▸ Arbeitsaufträge:
1. Beantworte anhand des Textauszugs die folgenden Fragen:
(a) Wie viel soll es einsparen, den vereinbarten Honoraranstieg zur Hälfte wieder zu kassieren?
(b) Wie viele verschiedene Arzneimittel und Gesundheitsprodukte werden in Apotheken abgegeben?
(c) Was plant Gesundheitsminister Rösler bei den Preisen für neue Arzneimittel?
2. Gib aus dem Textauszug die Passage wortgetreu wieder, die mit „Hinzu kommt die“ beginnt und mit „jetzt wieder kassieren.“ endet.

▸ Textauszug:
Hinzu kommt die wachsende Zahl älterer Ärzte, die in Pension gehen. Der
Ärztemangel in Deutschland ist also vorprogrammiert.
Doch die beiden Gesundheitsexperten schlagen vor, den gerade erst
vereinbarten, dringend notwendigen Honoraranstieg zur Hälfte wieder zu
kassieren. Das soll 500 Millionen einsparen. Damit löst man den
Ärztemangel auf dem Lande sicher nicht auf.
Wo die Ärzte bluten sollen, dürfen die Apotheker nicht fehlen. Das ist
man der Gerechtigkeit schuldig. Für den enormen Mehraufwand in den
Apotheken für die Verwaltung der von allen Beteiligten - außer den
Krankenkassen - ungeliebten Rabattverträge für Generika hat man gerade
den Apotheken einen Kostenersatz zugestanden. Den wollen die
Krankenkassen jetzt wieder kassieren.
Das ist noch nicht alles: 150 000 verschiedene Arzneimittel und
Gesundheitsprodukte werden in Apotheken an Patienten und Kunden
abgegeben. Die kann eine Apotheke nicht alle vorrätig halten. Sie muss
beim Großhandel bestellen. Der logistische Aufwand ist enorm. Apotheken
bekommen für kluge und rationelle Bestellungen beim Großhandel einen
Rabatt. Das ist in jedem Wirtschaftszweig üblich. Viele Apotheken können
ohne diesen Rabatt nur schwer überleben.
Die Gesundheitspolitiker Spahn und Koschorrek schlagen vor, diese
Rabatte den Apotheken abzunehmen und sie den Gesetzlichen Kassen zu
geben - ohne Gegenleistung natürlich. 400 Millionen soll das bringen.
Dass Arzneimittel Geld kosten, ist nicht neu. Neu ist, dass
hochwirksame, biotechnisch entwickelte Medikamente für bestimmte
Krankheiten aufgrund immenser Forschungskosten so teuer sind, dass
kleine Krankenkassen pleitegehen können, wenn sie nur zwei oder drei
Patienten mit einer dieser extrem seltenen Krankheiten unter ihren
Versicherten haben. Unter den Medikamenten sind diese Arzneimittel denn
auch die größten "Kostentreiber" - so heißen sie bei den Krankenkassen.
Und Kostentreiber muss man "killen". Das weiß jeder Manager. Also plant
Gesundheitsminister Rösler, dass die Arzneimittelhersteller in Zukunft
über Preise für neue Arzneimittel verhandeln müssen, statt sie einfach
festzulegen. Das hört sich gut an, doch wer garantiert, dass Hersteller,
um den in ihren Augen "richtigen" Preis durchzusetzen, nicht vorher den
Rabatt auf den Verhandlungspreis aufschlagen? Schließlich sind
Arzneimittelhersteller auch Wirtschaftsunternehmen. Und wirklich
innovative Arzneimittel sind einzigartig - Vergleichspreise gibt es
nicht.

▸ Bereitgestellte Angaben:

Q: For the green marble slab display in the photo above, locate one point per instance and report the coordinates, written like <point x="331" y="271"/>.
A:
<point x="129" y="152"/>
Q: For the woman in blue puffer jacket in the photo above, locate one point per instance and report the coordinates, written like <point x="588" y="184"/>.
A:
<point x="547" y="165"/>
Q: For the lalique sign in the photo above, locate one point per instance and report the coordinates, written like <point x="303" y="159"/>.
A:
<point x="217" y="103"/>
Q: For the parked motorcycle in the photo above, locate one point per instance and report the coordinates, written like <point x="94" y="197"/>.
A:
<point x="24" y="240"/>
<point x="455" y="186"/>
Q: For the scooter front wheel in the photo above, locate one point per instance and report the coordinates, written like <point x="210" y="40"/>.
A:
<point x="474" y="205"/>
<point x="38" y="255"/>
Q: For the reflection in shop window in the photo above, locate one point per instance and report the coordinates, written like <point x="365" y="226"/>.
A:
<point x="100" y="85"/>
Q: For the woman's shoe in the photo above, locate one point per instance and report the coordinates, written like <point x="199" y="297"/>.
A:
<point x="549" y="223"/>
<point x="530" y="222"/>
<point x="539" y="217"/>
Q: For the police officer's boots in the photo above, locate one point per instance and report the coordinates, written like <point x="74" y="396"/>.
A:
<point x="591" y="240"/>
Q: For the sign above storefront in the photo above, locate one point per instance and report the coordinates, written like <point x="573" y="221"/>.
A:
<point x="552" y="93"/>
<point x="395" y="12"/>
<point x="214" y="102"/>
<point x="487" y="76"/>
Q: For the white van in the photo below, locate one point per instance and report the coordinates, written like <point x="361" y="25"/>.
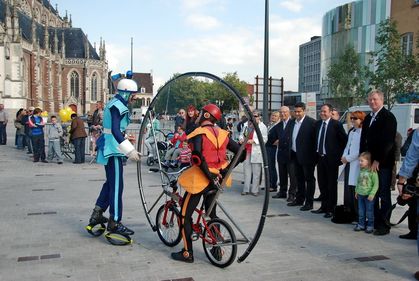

▸ Erwartete Ergebnisse:
1.
(a) 500 Millionen
(b) 150 000
(c) Die Arzneimittelhersteller sollen in Zukunft über die Preise für neue Arzneimittel verhandeln müssen, statt sie einfach festzulegen.

2.
Hinzu kommt die wachsende Zahl älterer Ärzte, die in Pension gehen. Der
Ärztemangel in Deutschland ist also vorprogrammiert.
Doch die beiden Gesundheitsexperten schlagen vor, den gerade erst
vereinbarten, dringend notwendigen Honoraranstieg zur Hälfte wieder zu
kassieren. Das soll 500 Millionen einsparen. Damit löst man den
Ärztemangel auf dem Lande sicher nicht auf.
Wo die Ärzte bluten sollen, dürfen die Apotheker nicht fehlen. Das ist
man der Gerechtigkeit schuldig. Für den enormen Mehraufwand in den
Apotheken für die Verwaltung der von allen Beteiligten - außer den
Krankenkassen - ungeliebten Rabattverträge für Generika hat man gerade
den Apotheken einen Kostenersatz zugestanden. Den wollen die
Krankenkassen jetzt wieder kassieren.